## 課題の目的
以下のデータをすべて、1行を1つの文字列とするJSON配列に変換せよ。空行は含めない。

## データ一覧
::::::
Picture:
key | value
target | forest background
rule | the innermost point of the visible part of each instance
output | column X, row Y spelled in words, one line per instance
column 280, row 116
::::::
## 解答全文
[
  "Picture:",
  "key | value",
  "target | forest background",
  "rule | the innermost point of the visible part of each instance",
  "output | column X, row Y spelled in words, one line per instance",
  "column 280, row 116"
]